• THE RECORDS
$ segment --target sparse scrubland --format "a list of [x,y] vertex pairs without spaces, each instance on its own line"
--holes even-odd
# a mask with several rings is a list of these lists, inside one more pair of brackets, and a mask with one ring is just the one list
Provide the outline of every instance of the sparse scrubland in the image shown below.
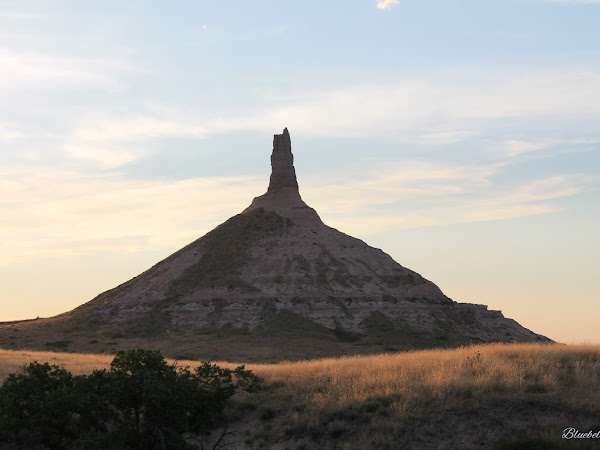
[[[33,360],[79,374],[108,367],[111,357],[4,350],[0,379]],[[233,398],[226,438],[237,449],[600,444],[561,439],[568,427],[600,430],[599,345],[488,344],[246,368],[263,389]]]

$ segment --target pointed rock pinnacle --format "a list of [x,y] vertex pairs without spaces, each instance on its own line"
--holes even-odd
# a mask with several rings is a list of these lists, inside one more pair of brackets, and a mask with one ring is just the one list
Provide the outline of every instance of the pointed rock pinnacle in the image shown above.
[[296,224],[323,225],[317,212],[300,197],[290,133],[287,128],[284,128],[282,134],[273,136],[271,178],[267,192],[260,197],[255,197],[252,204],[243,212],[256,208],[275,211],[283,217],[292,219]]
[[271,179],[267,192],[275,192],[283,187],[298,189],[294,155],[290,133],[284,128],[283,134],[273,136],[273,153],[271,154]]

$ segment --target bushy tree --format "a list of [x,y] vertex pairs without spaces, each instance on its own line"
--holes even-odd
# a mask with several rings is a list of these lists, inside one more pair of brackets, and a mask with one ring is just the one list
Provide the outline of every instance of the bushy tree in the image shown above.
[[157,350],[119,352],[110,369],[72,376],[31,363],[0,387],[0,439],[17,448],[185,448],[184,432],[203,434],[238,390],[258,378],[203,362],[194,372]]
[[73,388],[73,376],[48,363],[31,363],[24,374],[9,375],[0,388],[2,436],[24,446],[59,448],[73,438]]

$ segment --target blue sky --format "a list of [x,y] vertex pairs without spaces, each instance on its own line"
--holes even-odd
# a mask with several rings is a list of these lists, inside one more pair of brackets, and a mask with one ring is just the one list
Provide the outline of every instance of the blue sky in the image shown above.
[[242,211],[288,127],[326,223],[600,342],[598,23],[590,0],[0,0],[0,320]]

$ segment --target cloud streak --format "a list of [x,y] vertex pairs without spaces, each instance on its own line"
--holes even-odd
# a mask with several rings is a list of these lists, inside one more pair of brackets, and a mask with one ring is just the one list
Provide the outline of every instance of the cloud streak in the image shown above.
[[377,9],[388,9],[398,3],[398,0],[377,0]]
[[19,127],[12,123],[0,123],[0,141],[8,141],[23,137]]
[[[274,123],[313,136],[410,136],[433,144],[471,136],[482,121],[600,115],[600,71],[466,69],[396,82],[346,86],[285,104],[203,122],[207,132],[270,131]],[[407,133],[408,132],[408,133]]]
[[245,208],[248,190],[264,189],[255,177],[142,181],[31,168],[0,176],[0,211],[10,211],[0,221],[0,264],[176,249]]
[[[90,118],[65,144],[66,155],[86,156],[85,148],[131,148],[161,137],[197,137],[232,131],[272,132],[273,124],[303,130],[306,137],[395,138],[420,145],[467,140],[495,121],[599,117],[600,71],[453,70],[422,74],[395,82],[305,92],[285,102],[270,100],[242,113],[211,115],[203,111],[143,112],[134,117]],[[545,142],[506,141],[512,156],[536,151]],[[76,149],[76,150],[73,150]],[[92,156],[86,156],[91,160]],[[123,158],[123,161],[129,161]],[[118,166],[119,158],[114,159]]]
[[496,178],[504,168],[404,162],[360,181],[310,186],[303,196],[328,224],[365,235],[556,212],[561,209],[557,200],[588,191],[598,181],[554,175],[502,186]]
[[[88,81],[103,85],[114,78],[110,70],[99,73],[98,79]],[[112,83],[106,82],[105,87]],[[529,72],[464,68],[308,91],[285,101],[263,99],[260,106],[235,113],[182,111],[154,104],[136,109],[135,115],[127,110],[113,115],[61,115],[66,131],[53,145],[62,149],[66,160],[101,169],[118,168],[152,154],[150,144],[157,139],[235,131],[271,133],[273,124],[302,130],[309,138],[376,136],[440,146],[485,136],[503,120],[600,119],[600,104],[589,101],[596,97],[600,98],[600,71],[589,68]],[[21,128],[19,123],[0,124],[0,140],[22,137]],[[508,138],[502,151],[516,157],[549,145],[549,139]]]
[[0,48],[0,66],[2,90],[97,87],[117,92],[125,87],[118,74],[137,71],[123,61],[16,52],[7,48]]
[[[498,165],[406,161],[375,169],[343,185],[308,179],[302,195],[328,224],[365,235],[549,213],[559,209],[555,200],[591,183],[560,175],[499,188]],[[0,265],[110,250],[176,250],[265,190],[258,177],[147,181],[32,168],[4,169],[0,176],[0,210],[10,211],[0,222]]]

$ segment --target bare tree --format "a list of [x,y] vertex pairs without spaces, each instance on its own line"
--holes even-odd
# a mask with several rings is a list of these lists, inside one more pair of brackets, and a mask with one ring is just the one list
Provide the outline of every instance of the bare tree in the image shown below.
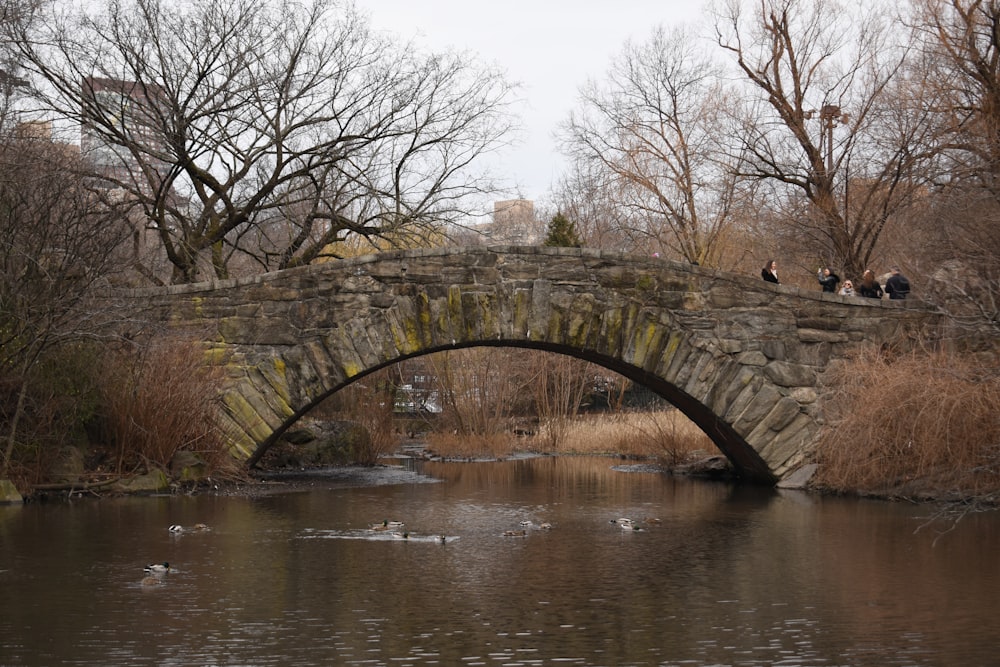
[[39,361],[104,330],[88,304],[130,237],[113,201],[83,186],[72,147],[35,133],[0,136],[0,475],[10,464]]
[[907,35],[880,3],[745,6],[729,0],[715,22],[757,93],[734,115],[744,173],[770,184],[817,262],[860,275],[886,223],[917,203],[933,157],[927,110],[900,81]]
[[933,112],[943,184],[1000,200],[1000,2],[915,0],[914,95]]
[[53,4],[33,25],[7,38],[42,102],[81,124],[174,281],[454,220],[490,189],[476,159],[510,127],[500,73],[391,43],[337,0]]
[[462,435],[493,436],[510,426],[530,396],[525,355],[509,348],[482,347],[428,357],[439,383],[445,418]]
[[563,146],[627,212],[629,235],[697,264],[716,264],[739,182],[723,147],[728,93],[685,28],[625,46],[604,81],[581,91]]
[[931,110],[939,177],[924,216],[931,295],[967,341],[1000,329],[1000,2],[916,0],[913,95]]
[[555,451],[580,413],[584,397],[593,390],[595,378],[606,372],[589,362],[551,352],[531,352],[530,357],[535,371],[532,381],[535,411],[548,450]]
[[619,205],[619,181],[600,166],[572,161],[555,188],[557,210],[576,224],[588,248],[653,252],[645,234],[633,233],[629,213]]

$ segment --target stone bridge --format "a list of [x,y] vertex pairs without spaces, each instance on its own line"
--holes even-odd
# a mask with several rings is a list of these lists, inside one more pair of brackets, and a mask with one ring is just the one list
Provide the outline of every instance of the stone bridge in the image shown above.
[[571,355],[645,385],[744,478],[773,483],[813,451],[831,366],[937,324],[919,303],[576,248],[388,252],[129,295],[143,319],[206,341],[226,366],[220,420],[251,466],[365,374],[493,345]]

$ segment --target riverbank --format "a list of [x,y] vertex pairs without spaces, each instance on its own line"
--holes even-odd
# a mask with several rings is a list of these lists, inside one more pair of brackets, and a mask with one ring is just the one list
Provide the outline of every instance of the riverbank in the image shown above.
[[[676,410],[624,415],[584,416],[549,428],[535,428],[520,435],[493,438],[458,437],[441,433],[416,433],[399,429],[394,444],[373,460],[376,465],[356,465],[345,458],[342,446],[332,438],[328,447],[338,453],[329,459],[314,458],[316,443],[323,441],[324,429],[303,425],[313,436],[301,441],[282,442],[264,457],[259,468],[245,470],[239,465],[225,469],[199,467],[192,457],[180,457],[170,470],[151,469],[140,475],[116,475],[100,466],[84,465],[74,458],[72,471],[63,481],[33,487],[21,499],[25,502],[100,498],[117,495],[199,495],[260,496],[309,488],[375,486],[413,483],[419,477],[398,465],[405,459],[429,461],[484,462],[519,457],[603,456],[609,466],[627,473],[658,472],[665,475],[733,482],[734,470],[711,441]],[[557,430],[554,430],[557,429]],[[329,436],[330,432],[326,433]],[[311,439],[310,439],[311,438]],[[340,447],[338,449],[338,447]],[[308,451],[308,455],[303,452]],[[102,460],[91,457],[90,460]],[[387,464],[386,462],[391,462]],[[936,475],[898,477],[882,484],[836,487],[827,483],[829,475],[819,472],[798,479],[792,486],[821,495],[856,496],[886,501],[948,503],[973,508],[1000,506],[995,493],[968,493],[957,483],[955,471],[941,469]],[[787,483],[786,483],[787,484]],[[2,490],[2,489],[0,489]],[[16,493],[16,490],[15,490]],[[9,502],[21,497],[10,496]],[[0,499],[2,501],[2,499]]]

• EXERCISE DETAILS
Your output must contain exactly the lines from the one containing "Provide the outline of every instance of the stone" to the final line of the data above, and no other text.

• RESPONSE FOR THIS EXERCISE
Provide the outline of every instance of the stone bridge in the image shown above.
[[571,355],[645,385],[744,478],[773,483],[813,451],[831,366],[937,324],[919,303],[576,248],[388,252],[129,295],[143,319],[206,341],[226,366],[220,420],[251,466],[365,374],[493,345]]

$ segment --target riverbank --format "a list of [x,y] vertex pairs without spaces, each instance on its own line"
--holes even-odd
# a mask with several rings is a list of these lists, inside one more pair of brackets, and a mask with one ring is just the one list
Provide the outline of every instance of the riverbank in the image shown above.
[[[676,410],[624,415],[584,416],[549,428],[535,428],[520,435],[493,438],[458,437],[441,433],[416,433],[399,429],[394,444],[373,460],[376,465],[356,465],[345,458],[342,446],[332,438],[328,447],[338,453],[329,459],[314,458],[316,443],[323,441],[324,429],[303,425],[313,436],[301,441],[282,442],[264,457],[259,468],[245,470],[239,465],[225,469],[199,467],[192,457],[180,457],[170,470],[151,469],[140,475],[116,475],[100,466],[84,465],[74,458],[72,471],[63,481],[33,487],[21,499],[25,502],[100,498],[117,495],[199,495],[260,496],[309,488],[375,486],[413,483],[419,477],[398,465],[405,459],[429,461],[484,462],[519,457],[603,456],[609,466],[627,473],[658,472],[665,475],[733,482],[734,470],[711,441]],[[557,430],[554,430],[557,429]],[[329,436],[330,432],[326,433]],[[311,439],[310,439],[311,438]],[[340,447],[338,449],[338,447]],[[308,451],[308,455],[303,452]],[[102,460],[91,457],[90,460]],[[387,464],[386,462],[391,462]],[[936,475],[898,477],[882,484],[836,487],[827,483],[829,475],[819,472],[798,479],[792,486],[821,495],[856,496],[886,501],[948,503],[973,508],[1000,506],[995,493],[968,493],[957,483],[955,471],[941,469]],[[787,483],[786,483],[787,484]],[[2,490],[2,489],[0,489]],[[16,493],[16,490],[15,490]],[[9,502],[21,497],[10,496]],[[0,499],[2,501],[2,499]]]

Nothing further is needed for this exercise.